-- START OF Selected passage --

When baptism is administered, it is administered as a sign and seal of God’s covenant. It is added to the preaching as an outward and visible sign of the truth Scripture teaches. More specifically, baptism is a sign and seal of two truths. First, as water washes away the filth of the body, so the blood of Christ washes away sin. Second, the baptism of infants is a sign and seal of the fact that the sins of both parents and children are washed away. That is, baptism is a sign and seal that the covenant of grace is established with elect parents and their spiritual seed in the line of generations. However, there are also always reprobate children born to believers (Rom. 9:6-13).

There are many churches that teach that the covenant of grace is established with the children of believers only after conscious conversion.

There was a reason why this wrong view was adopted. It was adopted because the covenant of grace was said to be a pact or agreement between God and man dependent on various conditions. The covenant is, therefore, a conditional covenant, and the covenant is not established with anyone but him who fulfils conditions.

-- END OF Selected passage --
-- START OF Extracted records --

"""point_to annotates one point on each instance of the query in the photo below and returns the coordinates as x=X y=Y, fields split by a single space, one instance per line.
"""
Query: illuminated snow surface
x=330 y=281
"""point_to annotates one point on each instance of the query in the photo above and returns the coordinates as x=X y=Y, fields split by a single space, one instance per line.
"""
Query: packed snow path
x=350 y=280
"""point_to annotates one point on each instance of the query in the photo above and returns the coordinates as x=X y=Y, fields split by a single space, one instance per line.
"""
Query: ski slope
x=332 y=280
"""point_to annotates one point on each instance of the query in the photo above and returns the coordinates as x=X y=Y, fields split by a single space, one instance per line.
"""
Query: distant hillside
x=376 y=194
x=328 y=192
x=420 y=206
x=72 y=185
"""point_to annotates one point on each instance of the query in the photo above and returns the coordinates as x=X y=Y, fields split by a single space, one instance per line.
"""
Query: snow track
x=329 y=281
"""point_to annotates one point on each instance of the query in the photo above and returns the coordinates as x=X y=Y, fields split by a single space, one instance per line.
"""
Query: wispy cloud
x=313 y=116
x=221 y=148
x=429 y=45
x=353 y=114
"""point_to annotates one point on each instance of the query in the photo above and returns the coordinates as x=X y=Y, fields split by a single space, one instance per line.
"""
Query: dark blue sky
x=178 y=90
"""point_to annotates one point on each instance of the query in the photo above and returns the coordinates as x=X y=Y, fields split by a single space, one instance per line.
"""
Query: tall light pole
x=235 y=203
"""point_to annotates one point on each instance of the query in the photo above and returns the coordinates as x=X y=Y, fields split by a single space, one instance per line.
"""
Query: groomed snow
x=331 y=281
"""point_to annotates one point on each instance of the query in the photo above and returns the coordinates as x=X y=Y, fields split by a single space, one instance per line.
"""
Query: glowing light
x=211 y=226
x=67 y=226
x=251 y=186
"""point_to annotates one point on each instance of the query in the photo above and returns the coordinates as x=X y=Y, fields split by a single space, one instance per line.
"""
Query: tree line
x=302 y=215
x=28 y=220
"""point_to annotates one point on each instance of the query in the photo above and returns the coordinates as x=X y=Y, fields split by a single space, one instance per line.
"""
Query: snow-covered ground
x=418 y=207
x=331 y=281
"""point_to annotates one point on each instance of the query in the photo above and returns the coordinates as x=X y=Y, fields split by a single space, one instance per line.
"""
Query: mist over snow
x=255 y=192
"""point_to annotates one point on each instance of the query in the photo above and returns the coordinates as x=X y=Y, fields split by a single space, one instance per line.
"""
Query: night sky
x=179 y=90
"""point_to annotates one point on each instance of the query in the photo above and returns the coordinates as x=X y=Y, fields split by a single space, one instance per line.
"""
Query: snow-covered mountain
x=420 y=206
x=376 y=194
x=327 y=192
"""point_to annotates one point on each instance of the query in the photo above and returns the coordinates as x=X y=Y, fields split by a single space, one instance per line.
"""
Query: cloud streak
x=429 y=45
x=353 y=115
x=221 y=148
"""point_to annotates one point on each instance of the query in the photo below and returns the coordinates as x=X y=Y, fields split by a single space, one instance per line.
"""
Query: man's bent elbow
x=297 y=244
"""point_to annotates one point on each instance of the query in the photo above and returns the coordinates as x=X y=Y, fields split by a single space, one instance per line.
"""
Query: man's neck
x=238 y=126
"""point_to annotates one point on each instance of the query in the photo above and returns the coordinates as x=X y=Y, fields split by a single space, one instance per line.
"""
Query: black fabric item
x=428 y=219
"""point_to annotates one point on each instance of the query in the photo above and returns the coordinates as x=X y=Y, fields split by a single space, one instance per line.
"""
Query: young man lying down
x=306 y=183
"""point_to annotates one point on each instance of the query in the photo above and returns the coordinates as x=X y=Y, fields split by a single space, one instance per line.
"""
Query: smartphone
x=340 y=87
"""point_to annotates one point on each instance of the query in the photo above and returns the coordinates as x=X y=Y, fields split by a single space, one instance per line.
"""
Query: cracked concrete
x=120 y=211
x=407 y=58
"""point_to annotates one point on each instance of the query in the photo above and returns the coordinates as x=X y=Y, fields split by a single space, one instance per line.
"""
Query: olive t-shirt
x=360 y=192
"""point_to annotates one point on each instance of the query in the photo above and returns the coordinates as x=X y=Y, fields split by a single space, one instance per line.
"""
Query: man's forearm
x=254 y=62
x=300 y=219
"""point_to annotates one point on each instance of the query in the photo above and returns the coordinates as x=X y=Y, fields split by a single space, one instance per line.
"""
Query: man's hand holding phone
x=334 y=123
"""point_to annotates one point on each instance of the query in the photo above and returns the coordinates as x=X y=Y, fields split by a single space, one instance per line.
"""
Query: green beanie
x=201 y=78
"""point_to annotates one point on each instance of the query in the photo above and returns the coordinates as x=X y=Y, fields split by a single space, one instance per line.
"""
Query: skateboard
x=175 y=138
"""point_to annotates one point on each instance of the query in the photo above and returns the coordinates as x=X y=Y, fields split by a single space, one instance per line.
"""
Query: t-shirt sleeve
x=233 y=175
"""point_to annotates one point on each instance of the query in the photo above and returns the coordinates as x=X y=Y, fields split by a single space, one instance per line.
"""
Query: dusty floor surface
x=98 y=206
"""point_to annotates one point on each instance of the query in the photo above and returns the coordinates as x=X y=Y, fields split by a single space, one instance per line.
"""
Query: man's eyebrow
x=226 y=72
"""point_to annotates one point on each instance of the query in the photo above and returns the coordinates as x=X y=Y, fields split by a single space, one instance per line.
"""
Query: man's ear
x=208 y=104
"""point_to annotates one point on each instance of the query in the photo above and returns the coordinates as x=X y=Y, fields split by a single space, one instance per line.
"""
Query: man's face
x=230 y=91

-- END OF Extracted records --

* [Goal 1]: Print the passage on baptism from "There are many" up to and including "who fulfils conditions.".
* [Goal 2]: Rewrite the rows from their first line up to and including the line with "x=330 y=281", requests included, and change each coordinate in the answers by -88. Give only those lines.

* [Complete response 1]:
There are many churches that teach that the covenant of grace is established with the children of believers only after conscious conversion.

There was a reason why this wrong view was adopted. It was adopted because the covenant of grace was said to be a pact or agreement between God and man dependent on various conditions. The covenant is, therefore, a conditional covenant, and the covenant is not established with anyone but him who fulfils conditions.

* [Complete response 2]:
"""point_to annotates one point on each instance of the query in the photo below and returns the coordinates as x=X y=Y, fields split by a single space, one instance per line.
"""
Query: illuminated snow surface
x=242 y=193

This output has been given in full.